▶ Problem to solve
Can you reproduce, word for word, the portion of the forum thread on concurrent DbContext transactions between "For example I" and "void DeleteSecurityroleTypePermisions(int securityroleID)", inclusive?

▶ Given passage
For example I have the following action method that deelte a collection and then loop through a collection and delete the records:-
[HttpPost]
public ActionResult AssignPermisionLevel2(ICollection<SecurityroleTypePermision> list, int id)
{
repository.DeleteSecurityroleTypePermisions(id);
foreach (var c in list)
{
repository.InsertOrUpdateSecurityroleTypePermisions(c,User.Identity.Name);
}
repository.Save();
return RedirectToAction("AssignPermisionLevel", new { id = id });
}
Which will call the following repository method:-
public void DeleteSecurityroleTypePermisions(int securityroleID)
{
var r = tms.SecurityroleTypePermisions.Where(a => a.SecurityRoleID == securityroleID);
foreach (var c in r) {
tms.SecurityroleTypePermisions.Remove(c);
}
}
&
public void InsertOrUpdateSecurityroleTypePermisions(SecurityroleTypePermision role, string username)
{
var auditinfo = IntiateAdminAudit(tms.AuditActions.SingleOrDefault(a => a.Name.ToUpper() == "ASSIGN PERMISION").ID, tms.SecurityTaskTypes.SingleOrDefault(a => a.Name.ToUpper() == "SECURITY ROLE").ID, username, tms.SecurityRoles.SingleOrDefault(a=>a.SecurityRoleID == role.SecurityRoleID).Name, tms.PermisionLevels.SingleOrDefault(a=>a.ID== role.PermisionLevelID).Name + " --> " + tms.TechnologyTypes.SingleOrDefault(a=>a.AssetTypeID == role.AssetTypeID).Name);
tms.SecurityroleTypePermisions.Add(role);
InsertOrUpdateAdminAudit(auditinfo);
}
So let say two users access the same action method at the same time, so will their transactions conflict with each other? , or all the transaction actions (Deletion & Addition) will execute and then the other transaction will start?
UPDATE
Inside my Controller class i will initiate the repository as follow :-
[Authorize]
public class SecurityRoleController : Controller
{
Repository repository = new Repository();
my second question is . You mentioned that EF will mark the entities for deletion or for insetion, then the sql will execute indie the database. but what if one sql statement delete some entities and the other sql statement from the second transaction delete the other entities , could this conflict happen at the database level ? or once the first sql statement from the first transaction start execution, it will prevent other transactions from being executed ? can you advice ?
This entirely depends on how you implement your DbContext. If your context is instantiated within a controller then each transaction will be contained within that context, i.e.
public class SomeController : Controller
{
var repository = new DbContext();
[HttpPost]
public ActionResult AssignPermisionLevel2(ICollection<SecurityroleTypePermision> list, int id)
{
repository.DeleteSecurityroleTypePermisions(id);
foreach (var c in list)
{
repository.InsertOrUpdateSecurityroleTypePermisions(c,User.Identity.Name);
}
repository.Save();
return RedirectToAction("AssignPermisionLevel", new { id = id });
}
}
Each request will create its own instance of the repository and the two will not conflict on an application level. When SaveChanges is called on a DbContext it is done in a single transaction, and as the repository object is created for each request.

▶ Dataset extract
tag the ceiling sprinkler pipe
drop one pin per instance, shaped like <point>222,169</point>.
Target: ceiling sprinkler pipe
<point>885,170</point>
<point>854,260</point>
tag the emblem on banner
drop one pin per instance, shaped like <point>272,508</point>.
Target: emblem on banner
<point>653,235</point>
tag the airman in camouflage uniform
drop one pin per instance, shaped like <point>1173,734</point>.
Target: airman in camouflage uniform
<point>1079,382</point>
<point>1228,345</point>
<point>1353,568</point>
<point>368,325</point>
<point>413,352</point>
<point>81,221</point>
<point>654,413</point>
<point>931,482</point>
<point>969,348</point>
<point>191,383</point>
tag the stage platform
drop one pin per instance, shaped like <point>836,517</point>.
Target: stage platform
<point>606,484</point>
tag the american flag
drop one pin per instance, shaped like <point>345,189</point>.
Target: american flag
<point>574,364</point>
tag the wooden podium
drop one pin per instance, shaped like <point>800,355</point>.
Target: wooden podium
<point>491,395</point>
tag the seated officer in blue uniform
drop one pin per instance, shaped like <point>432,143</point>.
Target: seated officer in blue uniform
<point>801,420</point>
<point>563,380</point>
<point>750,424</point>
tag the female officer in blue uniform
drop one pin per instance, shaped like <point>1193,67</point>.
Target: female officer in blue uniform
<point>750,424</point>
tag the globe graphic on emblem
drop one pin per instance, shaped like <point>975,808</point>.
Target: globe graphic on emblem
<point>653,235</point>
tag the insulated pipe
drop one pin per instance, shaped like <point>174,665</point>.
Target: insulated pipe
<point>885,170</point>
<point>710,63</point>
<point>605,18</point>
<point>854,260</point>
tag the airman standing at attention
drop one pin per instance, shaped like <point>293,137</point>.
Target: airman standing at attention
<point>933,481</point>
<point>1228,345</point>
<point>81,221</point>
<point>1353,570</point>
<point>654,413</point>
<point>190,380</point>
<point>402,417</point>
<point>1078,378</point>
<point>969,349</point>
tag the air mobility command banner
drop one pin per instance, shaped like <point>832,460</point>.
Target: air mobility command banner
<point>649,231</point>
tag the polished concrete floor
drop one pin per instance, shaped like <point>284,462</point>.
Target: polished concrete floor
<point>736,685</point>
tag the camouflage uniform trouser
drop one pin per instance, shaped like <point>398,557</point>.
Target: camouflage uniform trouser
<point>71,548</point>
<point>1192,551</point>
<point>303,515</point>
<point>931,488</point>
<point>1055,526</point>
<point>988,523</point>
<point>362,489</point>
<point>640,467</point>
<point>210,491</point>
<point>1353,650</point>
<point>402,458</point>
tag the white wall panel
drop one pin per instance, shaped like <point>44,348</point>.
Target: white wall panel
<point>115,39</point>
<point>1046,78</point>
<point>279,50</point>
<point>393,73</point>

▶ The reply
For example I have the following action method that deelte a collection and then loop through a collection and delete the records:-
[HttpPost]
public ActionResult AssignPermisionLevel2(ICollection<SecurityroleTypePermision> list, int id)
{
repository.DeleteSecurityroleTypePermisions(id);
foreach (var c in list)
{
repository.InsertOrUpdateSecurityroleTypePermisions(c,User.Identity.Name);
}
repository.Save();
return RedirectToAction("AssignPermisionLevel", new { id = id });
}
Which will call the following repository method:-
public void DeleteSecurityroleTypePermisions(int securityroleID)